**EXERCISE DIRECTIONS:** In the copy, leave out the pictures and repeat all records exactly.

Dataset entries
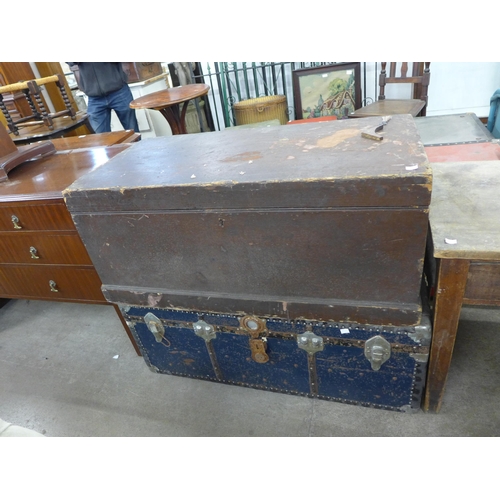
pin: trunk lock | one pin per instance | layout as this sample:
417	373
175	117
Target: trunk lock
155	326
377	351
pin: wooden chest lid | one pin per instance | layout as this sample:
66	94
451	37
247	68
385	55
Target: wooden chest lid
315	165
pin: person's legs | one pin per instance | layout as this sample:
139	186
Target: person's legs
100	114
120	102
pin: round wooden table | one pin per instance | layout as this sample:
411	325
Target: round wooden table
168	102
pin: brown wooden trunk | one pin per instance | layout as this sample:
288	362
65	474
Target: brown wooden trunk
310	220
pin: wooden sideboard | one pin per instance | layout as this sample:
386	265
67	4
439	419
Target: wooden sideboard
41	254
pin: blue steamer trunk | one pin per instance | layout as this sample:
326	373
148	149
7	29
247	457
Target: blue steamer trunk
273	358
263	257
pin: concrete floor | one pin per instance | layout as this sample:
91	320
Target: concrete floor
70	370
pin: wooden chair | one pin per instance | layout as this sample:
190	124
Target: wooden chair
40	124
416	106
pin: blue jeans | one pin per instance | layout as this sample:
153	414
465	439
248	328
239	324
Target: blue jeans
99	110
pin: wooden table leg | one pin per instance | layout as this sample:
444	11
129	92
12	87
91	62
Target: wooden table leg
127	329
173	116
452	279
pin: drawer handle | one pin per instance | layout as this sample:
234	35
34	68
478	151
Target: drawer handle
33	251
15	221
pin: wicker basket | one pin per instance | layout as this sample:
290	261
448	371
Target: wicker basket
261	109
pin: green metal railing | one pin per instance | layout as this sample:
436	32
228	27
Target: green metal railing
231	82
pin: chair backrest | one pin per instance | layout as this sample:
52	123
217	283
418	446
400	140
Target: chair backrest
419	77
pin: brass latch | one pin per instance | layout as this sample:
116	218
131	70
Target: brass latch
377	351
204	330
258	349
155	326
310	342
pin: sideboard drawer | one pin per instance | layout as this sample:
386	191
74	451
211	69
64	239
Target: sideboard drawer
50	282
32	247
43	217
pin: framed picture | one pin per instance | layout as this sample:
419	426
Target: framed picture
326	90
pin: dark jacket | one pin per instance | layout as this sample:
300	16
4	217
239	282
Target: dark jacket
99	79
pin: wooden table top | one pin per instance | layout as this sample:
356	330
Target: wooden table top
168	97
465	210
47	177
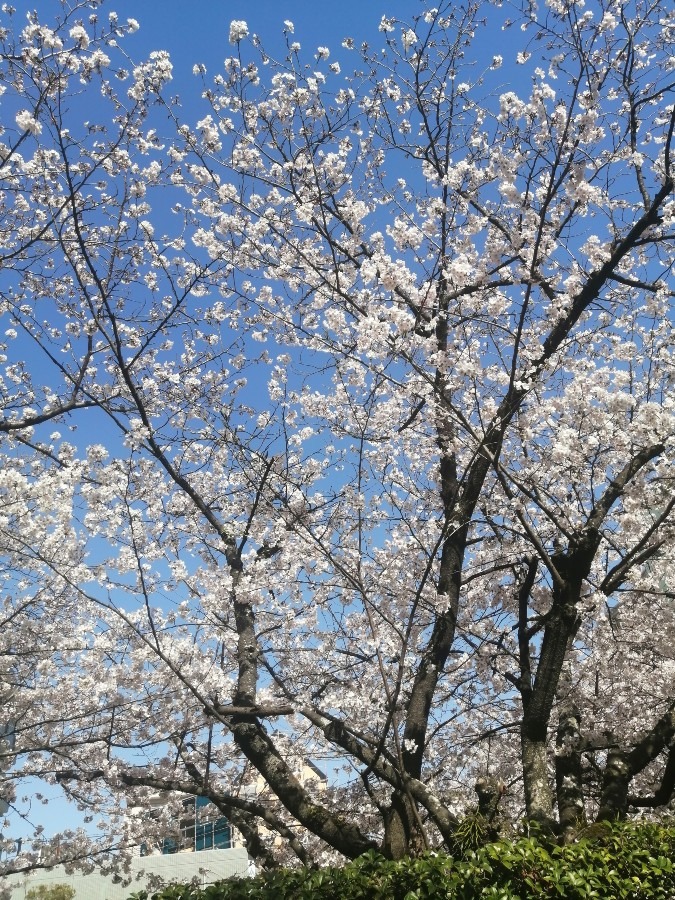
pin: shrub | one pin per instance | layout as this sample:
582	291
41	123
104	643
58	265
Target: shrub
621	862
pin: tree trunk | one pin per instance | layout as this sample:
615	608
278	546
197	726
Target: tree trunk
402	833
538	794
614	797
569	789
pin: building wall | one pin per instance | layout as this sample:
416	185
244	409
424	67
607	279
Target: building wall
207	865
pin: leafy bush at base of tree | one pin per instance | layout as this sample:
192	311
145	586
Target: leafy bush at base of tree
626	862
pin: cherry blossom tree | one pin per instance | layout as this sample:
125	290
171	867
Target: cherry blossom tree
339	424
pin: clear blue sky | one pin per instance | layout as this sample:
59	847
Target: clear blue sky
196	31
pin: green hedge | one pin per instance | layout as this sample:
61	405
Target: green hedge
627	862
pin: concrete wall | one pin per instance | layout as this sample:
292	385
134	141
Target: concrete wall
214	864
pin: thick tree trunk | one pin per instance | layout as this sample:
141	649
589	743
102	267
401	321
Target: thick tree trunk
402	834
615	783
569	788
538	793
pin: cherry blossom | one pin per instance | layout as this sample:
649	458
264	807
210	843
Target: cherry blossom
338	425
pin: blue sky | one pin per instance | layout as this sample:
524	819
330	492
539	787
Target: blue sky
197	32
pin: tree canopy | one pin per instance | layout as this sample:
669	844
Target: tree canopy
338	424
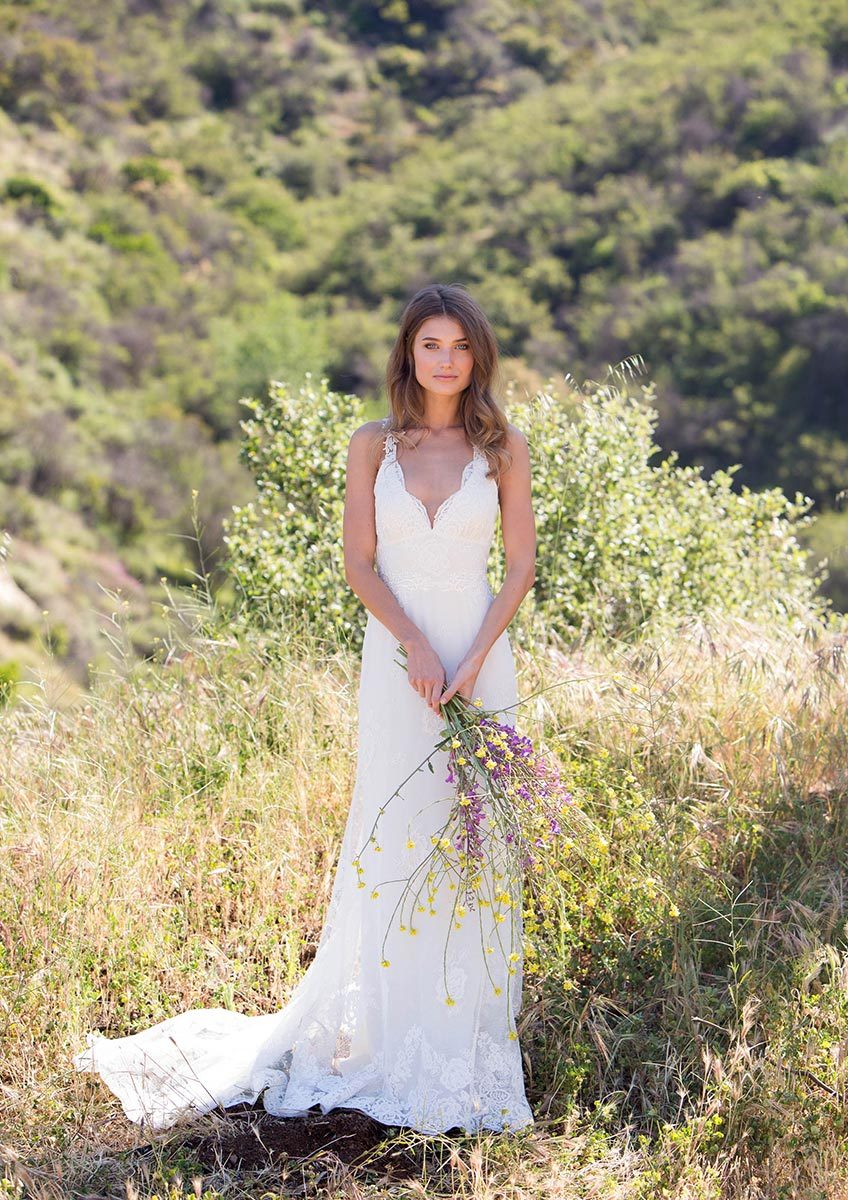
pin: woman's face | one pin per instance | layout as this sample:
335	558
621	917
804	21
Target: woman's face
443	357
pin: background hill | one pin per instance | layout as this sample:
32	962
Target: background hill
196	198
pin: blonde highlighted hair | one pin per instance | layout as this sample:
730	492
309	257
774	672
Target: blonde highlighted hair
486	425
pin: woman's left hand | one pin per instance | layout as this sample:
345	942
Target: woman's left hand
463	681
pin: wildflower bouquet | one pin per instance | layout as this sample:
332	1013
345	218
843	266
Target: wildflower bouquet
509	814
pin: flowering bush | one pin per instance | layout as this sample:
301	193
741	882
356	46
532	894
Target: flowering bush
510	807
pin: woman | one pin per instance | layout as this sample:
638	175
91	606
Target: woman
371	1025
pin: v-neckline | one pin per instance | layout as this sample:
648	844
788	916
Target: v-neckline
463	479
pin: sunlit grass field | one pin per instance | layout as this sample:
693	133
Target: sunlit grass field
172	844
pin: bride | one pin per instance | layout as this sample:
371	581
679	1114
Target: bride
400	1021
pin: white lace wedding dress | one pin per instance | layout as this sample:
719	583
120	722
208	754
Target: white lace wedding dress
355	1033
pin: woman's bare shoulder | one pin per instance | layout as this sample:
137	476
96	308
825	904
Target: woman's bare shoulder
515	437
365	441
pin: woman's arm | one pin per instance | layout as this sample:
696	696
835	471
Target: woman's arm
425	669
518	527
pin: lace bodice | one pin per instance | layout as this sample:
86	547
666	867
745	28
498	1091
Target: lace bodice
450	553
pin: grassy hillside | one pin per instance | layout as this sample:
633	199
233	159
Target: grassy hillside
197	198
684	1026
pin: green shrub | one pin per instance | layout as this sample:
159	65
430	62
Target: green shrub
621	540
22	187
148	169
286	546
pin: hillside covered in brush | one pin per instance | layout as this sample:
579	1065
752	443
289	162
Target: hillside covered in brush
198	198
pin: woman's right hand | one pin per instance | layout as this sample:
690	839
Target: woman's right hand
426	673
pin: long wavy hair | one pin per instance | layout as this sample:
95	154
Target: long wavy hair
486	425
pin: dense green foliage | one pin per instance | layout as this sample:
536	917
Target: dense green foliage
197	198
620	540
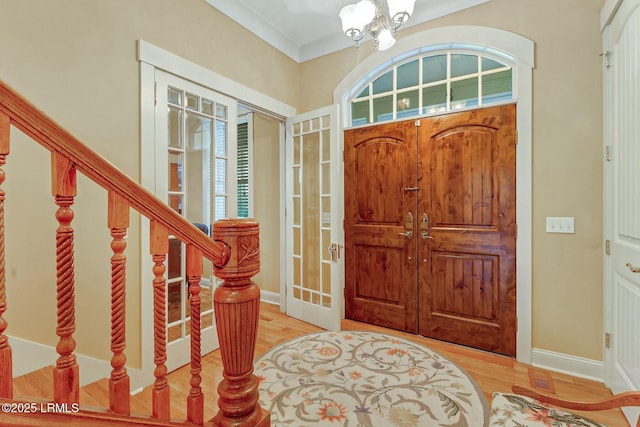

**TASK SOLUTION:**
pin: trunk lock | one pin per instance | layout as this sample:
417	373
175	117
Target: trunk lock
155	326
377	351
pin: wooden chest lid | one pin per instance | layout as this sample:
66	94
451	37
247	68
385	55
Target: wooden chest lid
315	165
pin: person's legs | one pin per instance | layout as this sample:
139	186
Target: person's legs
100	114
120	102
pin: round wooden table | one pin per instance | layout as this sample:
411	325
Target: round wooden table
168	102
pin: brown wooden trunk | one pin per instance | layout as this sample:
288	362
65	474
Target: brown wooden trunk
310	220
pin: wooden sideboard | one pin per instance | layout as this sample:
386	265
67	4
439	419
Target: wooden sideboard
41	254
pin: blue steamer trunk | one pin per instance | layout as this sample:
326	373
148	149
7	29
247	457
Target: blue steamer trunk
273	358
263	257
pin: concrete floor | one pin per instance | layout as this sample:
91	320
Target: concrete floor
70	370
pin: wooden chair | one pin per instance | layout as this sample:
190	124
Target: wooden chair
40	124
416	106
pin: blue jeans | one pin per instance | layout as this sample:
153	414
465	439
248	328
239	324
Target: blue jeans
99	110
pin: wooden table leg | one pin per instance | layout as this sample:
444	11
129	92
12	87
91	62
Target: wooden table leg
127	329
173	116
452	279
pin: drawer handle | one pin per instance | layout as this sample:
234	35
34	68
478	151
Target: drawer handle
33	251
15	221
pin: wicker basket | one pin per instance | layout as this sample:
290	261
448	371
Target: wicker basket
261	109
pin: green metal railing | one pin per instance | layout as this sample:
436	32
228	27
Target: green metal railing
231	82
pin: chair backrest | one pin per instance | layout as this sample:
52	123
217	283
418	446
400	140
Target: chair backrest
419	77
pin: brass latch | one pin per instance | layout as this sample:
116	218
131	70
Target: brass latch
377	351
204	330
258	349
155	326
310	342
pin: sideboard drawer | one pin per instance | layout as this sample:
386	191
74	451
211	69
64	239
Target: sideboard drawer
50	282
32	247
43	217
pin: framed picture | one pin per instance | layout as this sample:
419	426
Target: framed picture
326	90
pin: dark jacket | one pin per instance | layout as this sample:
300	16
4	217
239	282
Target: dark jacket
99	79
pin: wooden table top | one pin per instance | layout as this sample:
356	330
Target: wooden table top
168	97
465	210
47	177
pin: shrub | one pin per instance | layout as this sample:
582	291
41	123
104	643
58	265
Target: shrub
621	862
pin: tree trunk | one pin per instance | layout as this sample:
615	608
278	546
197	726
Target: tree trunk
402	833
538	794
614	797
569	789
pin: building wall | one pin per instance | layout as this sample:
416	185
244	409
424	67
607	279
Target: building wall
207	865
pin: leafy bush at base of tree | one pin per instance | layout as this sample:
192	311
145	586
Target: leafy bush at base of tree
626	862
pin: cherry blossom tree | one pin per instance | layout as this sample:
125	290
171	867
Target: cherry blossom tree
339	424
pin: clear blue sky | one pin per instance | layout as this sample:
59	847
Target: clear blue sky
196	31
pin: green hedge | one pin per instance | layout as this sample:
61	405
Target: green hedge
627	862
pin: concrete wall | one pin per instance | layout as this sample:
292	385
134	141
Target: concrete wall
214	864
pin: thick tree trunk | one pin per instance | layout as this sample:
141	649
589	743
102	267
401	321
Target: thick tree trunk
402	834
615	783
569	788
538	793
pin: cherry blossom | one pin per instance | layout as this sample:
649	458
264	807
210	843
Target: cherry blossom
338	425
pin: blue sky | one pin per instance | layout as this sample:
524	819
330	492
539	787
Target: blue sky
197	32
pin: tree canopy | one pin per instance | layout as this sample:
669	844
Target: tree canopy
338	424
pin: woman's face | one pin per instance | layout as this sample:
335	558
621	917
804	21
Target: woman's face
443	357
pin: background hill | one pin per instance | layout as this sample:
32	962
Target: background hill
196	198
pin: blonde highlighted hair | one pin per instance | layout as this sample:
730	492
309	257
774	672
Target: blonde highlighted hair
486	425
pin: woman's left hand | one pin per instance | layout as this sample:
345	942
Target: woman's left hand
463	681
pin: wildflower bouquet | one pin per instance | layout as this sample:
332	1013
345	218
843	266
Target: wildflower bouquet
509	814
pin: flowering bush | one pin per instance | layout as this sample:
301	193
741	882
356	46
532	894
Target: flowering bush
510	807
pin: woman | one pin per instance | layout as this sample:
638	175
91	606
Target: woman
371	1025
pin: v-neckline | one pin per instance | layout as this sample:
648	844
788	916
Target: v-neckline
463	479
pin: sunlit grass field | one pin per instance | layout as this sample:
693	133
Target: sunlit grass field
172	844
pin: bride | one pin per instance | layout as this sample:
371	581
679	1114
Target: bride
400	1021
pin: white lace wedding dress | one pin per instance | layout as this sample:
719	583
120	722
208	754
Target: white lace wedding dress
355	1033
pin: woman's bare shoulder | one pin per instance | layout as this sample:
137	476
96	308
825	904
Target: woman's bare shoulder
515	437
365	441
pin: woman's arm | one pin per instance | layout as this sample:
696	696
835	471
Target: woman's arm
425	669
518	527
pin: lace bodice | one pin per instance | layout as this sample:
86	547
666	867
745	28
498	1091
Target: lace bodice
450	553
pin: grassy hillside | one pin per instance | layout as this sample:
633	199
233	159
Target: grassy hillside
197	198
684	1026
pin: green shrub | one pin per instance | layout as this sample:
159	65
430	62
Target: green shrub
621	540
22	187
148	169
286	546
pin: hillside covered in brush | one pin per instance | layout as this sample:
579	1065
752	443
289	162
Target: hillside covered in brush
198	198
pin: woman's right hand | one pin per instance | layout as this sample:
690	839
Target: woman's right hand
426	673
pin: long wavy hair | one pin per instance | layout as this sample:
95	154
Target: long wavy hair
486	425
pin: dense green foliage | one pin per instance | layout as this sample:
536	917
Target: dense green foliage
197	198
620	540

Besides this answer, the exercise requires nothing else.